Put each line of the items below into a JSON list of strings, one string per line. Skip blank lines and leave the pictures out.

-- begin RECORDS TO PROCESS --

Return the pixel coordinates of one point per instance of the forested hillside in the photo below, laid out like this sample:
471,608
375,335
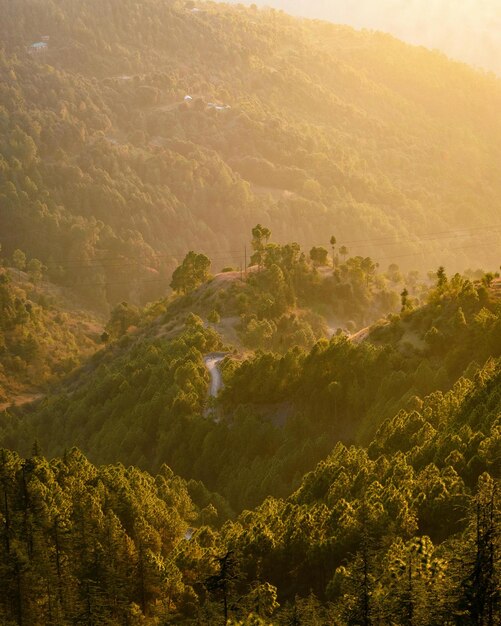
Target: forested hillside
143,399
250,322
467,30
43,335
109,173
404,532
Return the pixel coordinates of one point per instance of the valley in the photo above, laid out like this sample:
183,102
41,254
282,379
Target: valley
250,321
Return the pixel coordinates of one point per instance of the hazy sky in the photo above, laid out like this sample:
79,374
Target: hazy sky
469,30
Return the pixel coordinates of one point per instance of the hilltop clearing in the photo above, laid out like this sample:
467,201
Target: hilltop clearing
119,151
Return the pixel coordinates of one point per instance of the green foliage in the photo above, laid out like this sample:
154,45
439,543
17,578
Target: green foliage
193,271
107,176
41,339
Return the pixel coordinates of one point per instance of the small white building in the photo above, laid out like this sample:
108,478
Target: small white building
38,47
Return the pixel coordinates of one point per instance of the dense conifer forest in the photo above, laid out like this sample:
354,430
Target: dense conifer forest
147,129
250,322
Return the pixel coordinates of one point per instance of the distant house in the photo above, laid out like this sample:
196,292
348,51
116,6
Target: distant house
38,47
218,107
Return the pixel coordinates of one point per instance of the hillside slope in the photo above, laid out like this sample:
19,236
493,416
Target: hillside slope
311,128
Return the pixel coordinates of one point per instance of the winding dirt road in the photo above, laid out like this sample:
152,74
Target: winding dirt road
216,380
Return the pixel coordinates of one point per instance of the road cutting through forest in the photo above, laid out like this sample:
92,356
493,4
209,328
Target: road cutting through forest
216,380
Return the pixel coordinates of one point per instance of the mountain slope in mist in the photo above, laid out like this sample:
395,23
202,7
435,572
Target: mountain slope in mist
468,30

-- end RECORDS TO PROCESS --

FINAL RESULT:
[
  "Return the pixel coordinates of one point per instance of the forested hillside in the photo below, laid out like this sample:",
  "471,608",
  "375,335",
  "Target: forested hillside",
  "143,399",
  "250,322",
  "467,30",
  "43,335",
  "109,173",
  "404,532",
  "Return the pixel coordinates of one point per instance of the valley in the photo above, laid out like this sample:",
  "183,102",
  "41,254",
  "282,379",
  "Target: valley",
  "250,321",
  "Return the pixel coordinates of one point per instance of the hazy sky in the photo above, laid out like this sample:",
  "79,374",
  "Target: hazy sky",
  "469,30",
  "Return the pixel coordinates of one point per instance of the hilltop clearing in the photo above, laid out like this sample:",
  "467,201",
  "Target: hilltop clearing",
  "119,151",
  "Return the pixel coordinates of one point per instance of the green foliage in the photo above, laid out like this sample:",
  "154,45",
  "439,543",
  "17,578",
  "Target: green foliage",
  "193,271",
  "107,176",
  "41,339",
  "Return the pixel coordinates of one point per instance of the small white building in the photo above, laid out like this sample:",
  "108,478",
  "Target: small white building",
  "38,47",
  "Return the pixel coordinates of one point per instance of the dense conifer forest in the photo above, laid out like this sample:",
  "354,430",
  "Target: dense conifer forest",
  "147,129",
  "250,322",
  "Return the pixel coordinates of one point per instance of the distant house in the photo above, laid out like this sample:",
  "196,292",
  "348,51",
  "116,6",
  "Target: distant house",
  "38,47",
  "218,107",
  "Return the pixel coordinates of one point per instance of the hillside slope in the photo above, laid out like this sample:",
  "19,236",
  "493,416",
  "Target: hillside slope",
  "311,128",
  "Return the pixel coordinates of one point per instance of the winding dirt road in the photo above, laid out like this sample:",
  "152,74",
  "Target: winding dirt road",
  "216,380",
  "Return the pixel coordinates of one point per instance of the road cutting through forest in the photo above, laid out like this sample:",
  "92,356",
  "493,4",
  "209,328",
  "Target: road cutting through forest",
  "216,380",
  "Return the pixel coordinates of one point per instance of the mountain slope in mist in the photo above, laid out like this sample:",
  "395,23",
  "202,7",
  "435,572",
  "Target: mountain slope in mist",
  "468,30"
]